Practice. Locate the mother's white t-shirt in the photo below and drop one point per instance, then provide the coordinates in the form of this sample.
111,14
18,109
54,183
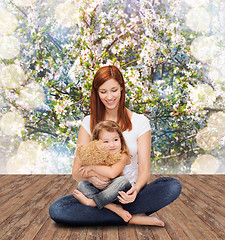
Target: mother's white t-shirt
140,125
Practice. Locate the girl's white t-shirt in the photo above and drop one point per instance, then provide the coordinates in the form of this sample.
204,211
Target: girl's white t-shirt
140,125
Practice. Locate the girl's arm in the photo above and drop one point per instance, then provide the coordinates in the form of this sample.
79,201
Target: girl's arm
107,171
144,149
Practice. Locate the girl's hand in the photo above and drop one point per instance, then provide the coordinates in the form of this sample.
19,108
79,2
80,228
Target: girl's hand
99,183
129,196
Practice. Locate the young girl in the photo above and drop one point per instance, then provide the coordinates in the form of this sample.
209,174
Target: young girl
86,193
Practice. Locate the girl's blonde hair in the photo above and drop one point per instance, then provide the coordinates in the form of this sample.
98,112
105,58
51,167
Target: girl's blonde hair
110,126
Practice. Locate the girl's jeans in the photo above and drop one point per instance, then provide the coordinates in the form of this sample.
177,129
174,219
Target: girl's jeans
107,195
150,199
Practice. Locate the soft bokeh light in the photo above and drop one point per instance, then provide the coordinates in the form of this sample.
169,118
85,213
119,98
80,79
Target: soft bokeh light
29,151
202,95
12,123
28,154
12,76
32,96
67,14
205,48
205,164
216,75
208,138
24,3
217,121
196,3
9,47
198,19
8,22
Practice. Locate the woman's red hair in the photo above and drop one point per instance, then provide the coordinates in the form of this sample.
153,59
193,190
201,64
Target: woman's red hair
97,107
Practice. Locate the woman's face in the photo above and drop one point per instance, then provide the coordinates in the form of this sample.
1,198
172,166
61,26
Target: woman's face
110,93
111,140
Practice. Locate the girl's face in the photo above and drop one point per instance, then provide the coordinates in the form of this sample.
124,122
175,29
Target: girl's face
111,140
110,93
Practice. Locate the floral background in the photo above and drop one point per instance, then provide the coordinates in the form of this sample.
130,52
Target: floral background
172,56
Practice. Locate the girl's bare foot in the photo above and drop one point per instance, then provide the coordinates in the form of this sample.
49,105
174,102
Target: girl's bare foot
142,219
83,199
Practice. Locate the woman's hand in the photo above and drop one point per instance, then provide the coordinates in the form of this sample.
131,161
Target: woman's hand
85,171
99,183
129,196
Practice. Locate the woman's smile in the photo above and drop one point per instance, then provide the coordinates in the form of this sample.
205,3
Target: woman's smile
110,93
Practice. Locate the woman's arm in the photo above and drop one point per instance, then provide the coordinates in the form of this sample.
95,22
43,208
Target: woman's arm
83,138
144,150
108,171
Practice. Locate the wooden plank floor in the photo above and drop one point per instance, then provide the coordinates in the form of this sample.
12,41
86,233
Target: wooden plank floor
199,213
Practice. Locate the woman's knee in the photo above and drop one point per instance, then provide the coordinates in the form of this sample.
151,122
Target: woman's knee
82,186
174,187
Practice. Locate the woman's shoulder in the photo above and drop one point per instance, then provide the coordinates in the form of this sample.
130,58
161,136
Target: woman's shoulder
87,118
86,123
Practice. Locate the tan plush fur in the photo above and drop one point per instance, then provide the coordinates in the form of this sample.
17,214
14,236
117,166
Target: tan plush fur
95,153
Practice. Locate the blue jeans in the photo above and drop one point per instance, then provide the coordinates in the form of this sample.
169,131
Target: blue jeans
107,195
151,198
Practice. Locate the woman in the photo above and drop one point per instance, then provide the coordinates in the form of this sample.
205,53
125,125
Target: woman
108,103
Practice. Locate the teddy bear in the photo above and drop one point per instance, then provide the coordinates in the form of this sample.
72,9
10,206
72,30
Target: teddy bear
95,153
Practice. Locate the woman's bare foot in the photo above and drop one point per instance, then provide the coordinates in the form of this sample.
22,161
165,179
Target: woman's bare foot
118,209
143,219
83,199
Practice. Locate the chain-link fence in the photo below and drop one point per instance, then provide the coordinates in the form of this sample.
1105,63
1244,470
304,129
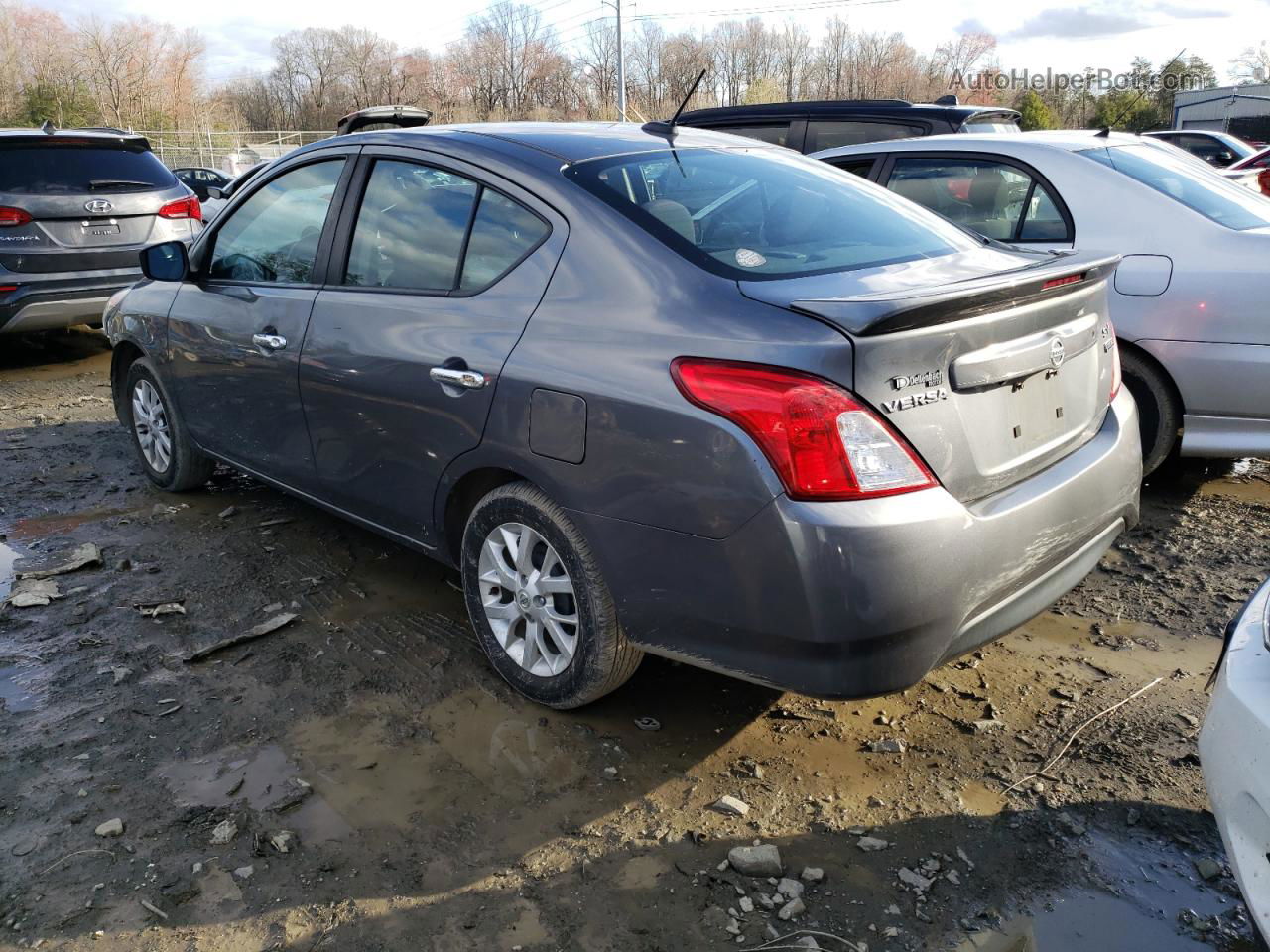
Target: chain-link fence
231,151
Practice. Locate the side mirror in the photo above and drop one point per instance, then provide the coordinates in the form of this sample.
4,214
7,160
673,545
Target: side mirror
166,262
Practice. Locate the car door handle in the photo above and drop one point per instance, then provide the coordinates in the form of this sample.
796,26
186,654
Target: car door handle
270,341
456,377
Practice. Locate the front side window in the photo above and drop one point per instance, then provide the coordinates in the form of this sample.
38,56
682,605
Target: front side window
830,134
752,213
993,198
411,227
272,238
1203,191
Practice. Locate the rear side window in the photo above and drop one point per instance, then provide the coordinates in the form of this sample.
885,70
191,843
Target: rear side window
503,232
272,238
1203,191
753,213
992,198
856,167
427,229
411,227
829,134
772,134
71,169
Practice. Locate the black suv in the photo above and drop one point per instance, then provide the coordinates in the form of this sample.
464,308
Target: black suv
812,126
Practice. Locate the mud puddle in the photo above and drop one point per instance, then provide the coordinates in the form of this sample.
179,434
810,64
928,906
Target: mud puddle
8,557
1147,898
263,779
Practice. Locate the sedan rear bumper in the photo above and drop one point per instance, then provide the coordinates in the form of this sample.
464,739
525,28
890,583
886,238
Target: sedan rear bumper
1234,752
864,598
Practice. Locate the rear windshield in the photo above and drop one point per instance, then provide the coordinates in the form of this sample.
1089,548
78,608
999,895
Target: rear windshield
989,123
765,212
67,169
1215,198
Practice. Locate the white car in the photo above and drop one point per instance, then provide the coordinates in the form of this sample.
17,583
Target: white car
1234,753
1189,299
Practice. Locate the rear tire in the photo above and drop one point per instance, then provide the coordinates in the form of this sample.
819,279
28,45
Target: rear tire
167,454
541,610
1159,414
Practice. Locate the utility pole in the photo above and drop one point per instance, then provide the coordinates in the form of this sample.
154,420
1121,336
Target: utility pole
621,64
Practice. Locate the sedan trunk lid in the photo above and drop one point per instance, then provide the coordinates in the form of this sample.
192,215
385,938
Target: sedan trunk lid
991,377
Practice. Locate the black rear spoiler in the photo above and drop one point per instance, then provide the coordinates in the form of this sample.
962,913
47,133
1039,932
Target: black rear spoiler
869,315
399,116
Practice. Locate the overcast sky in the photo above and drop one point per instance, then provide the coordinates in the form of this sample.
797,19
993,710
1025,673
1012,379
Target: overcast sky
1032,36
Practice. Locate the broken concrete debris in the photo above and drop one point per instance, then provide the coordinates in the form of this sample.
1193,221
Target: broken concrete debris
756,861
888,746
223,832
250,635
85,556
111,828
33,593
792,909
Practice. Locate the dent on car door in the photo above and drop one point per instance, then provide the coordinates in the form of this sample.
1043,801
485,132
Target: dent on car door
997,198
236,327
435,273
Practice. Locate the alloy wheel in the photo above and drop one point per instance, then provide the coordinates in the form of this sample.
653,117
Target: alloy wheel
150,422
529,599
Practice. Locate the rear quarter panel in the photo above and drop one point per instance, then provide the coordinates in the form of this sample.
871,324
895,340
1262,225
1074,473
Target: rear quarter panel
619,309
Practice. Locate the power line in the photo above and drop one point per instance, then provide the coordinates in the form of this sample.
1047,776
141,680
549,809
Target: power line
735,12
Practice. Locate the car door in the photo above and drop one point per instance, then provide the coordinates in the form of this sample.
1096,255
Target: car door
992,194
437,267
236,327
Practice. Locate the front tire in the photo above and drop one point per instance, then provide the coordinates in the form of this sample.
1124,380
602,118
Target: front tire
541,610
167,454
1159,413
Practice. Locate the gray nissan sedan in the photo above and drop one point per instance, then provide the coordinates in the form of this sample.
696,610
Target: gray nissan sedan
649,390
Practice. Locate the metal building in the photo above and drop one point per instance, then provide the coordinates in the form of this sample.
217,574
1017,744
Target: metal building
1241,111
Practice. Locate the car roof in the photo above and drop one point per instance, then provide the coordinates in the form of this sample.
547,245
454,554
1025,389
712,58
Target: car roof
561,141
103,136
1066,140
843,107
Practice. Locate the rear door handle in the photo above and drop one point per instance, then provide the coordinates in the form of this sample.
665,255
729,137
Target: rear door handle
270,341
454,377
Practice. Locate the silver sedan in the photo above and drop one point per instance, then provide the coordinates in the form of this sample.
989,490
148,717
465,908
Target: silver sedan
1192,298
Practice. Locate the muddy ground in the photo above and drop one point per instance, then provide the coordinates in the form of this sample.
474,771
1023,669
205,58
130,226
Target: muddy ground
432,809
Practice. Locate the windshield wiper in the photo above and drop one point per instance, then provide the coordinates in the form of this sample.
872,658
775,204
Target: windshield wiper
116,182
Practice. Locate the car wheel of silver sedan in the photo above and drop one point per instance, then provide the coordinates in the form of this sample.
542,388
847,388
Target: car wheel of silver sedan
167,454
538,602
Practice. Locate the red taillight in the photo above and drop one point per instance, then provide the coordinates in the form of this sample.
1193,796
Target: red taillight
1061,282
183,208
1115,361
10,217
821,440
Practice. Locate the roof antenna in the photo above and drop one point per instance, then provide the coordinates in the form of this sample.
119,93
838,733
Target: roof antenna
667,128
1105,132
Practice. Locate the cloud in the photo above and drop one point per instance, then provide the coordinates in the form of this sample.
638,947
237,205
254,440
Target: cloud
975,26
1076,23
1191,13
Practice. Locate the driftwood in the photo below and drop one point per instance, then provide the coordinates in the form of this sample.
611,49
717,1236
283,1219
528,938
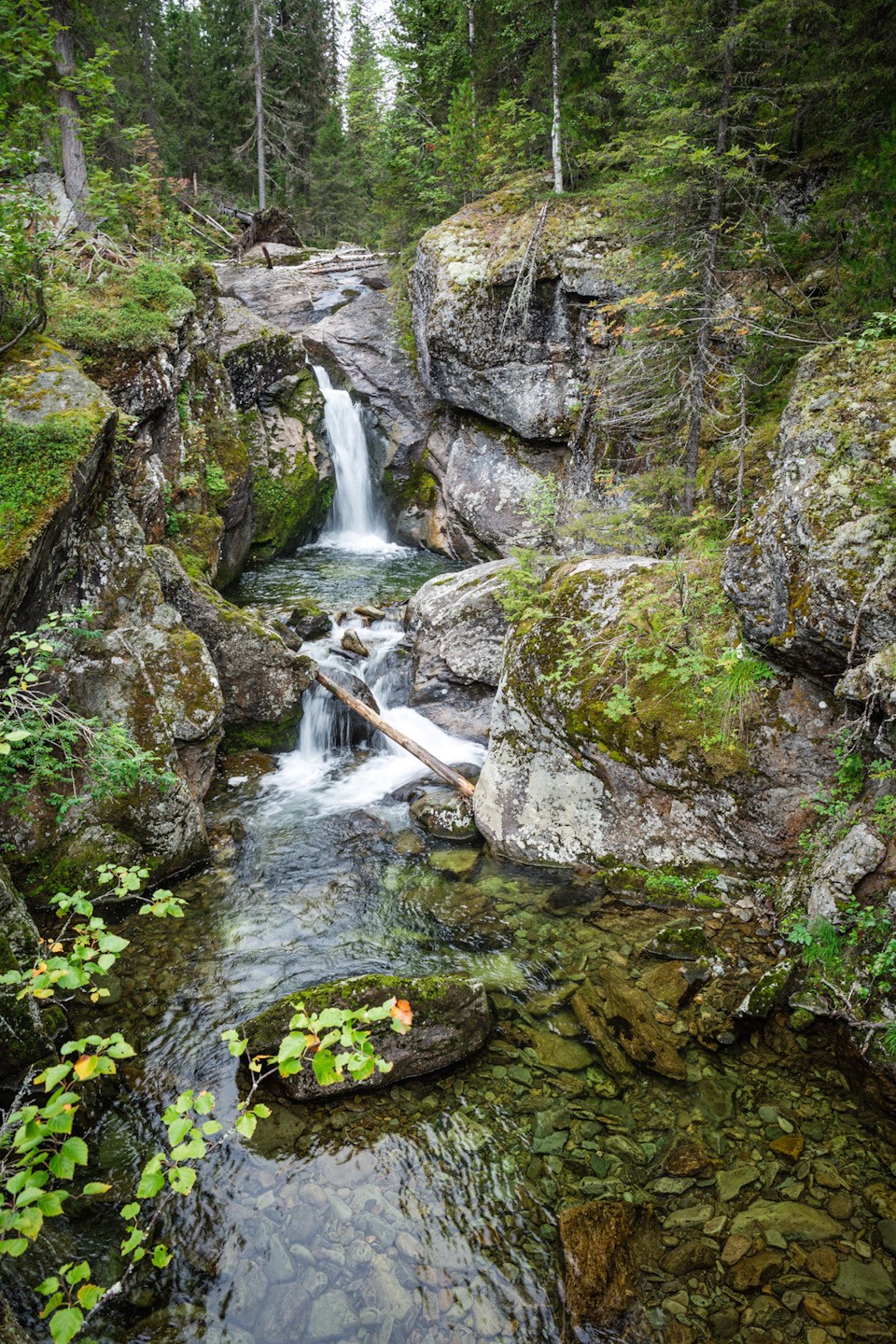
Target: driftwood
450,776
268,226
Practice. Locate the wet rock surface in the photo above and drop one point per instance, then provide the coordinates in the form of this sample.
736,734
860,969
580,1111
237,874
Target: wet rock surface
450,1022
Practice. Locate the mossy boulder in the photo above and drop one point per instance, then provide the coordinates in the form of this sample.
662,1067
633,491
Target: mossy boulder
450,1023
292,469
522,372
57,443
572,776
813,571
262,681
256,354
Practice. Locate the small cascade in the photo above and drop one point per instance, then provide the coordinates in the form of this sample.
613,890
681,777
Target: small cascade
354,522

## What is required:
Put the lines from the one containing "Practice. Locate the small" through the end of the entries into a JSON list of strings, one string per line, with blank lines left out.

## Solution for this task:
[
  "Practice. Locate the small cascade in the photo above and drop one point per instance, then provide the coordinates in the form of this sample.",
  "613,890",
  "681,777",
  "Target: small cascade",
  "354,522"
]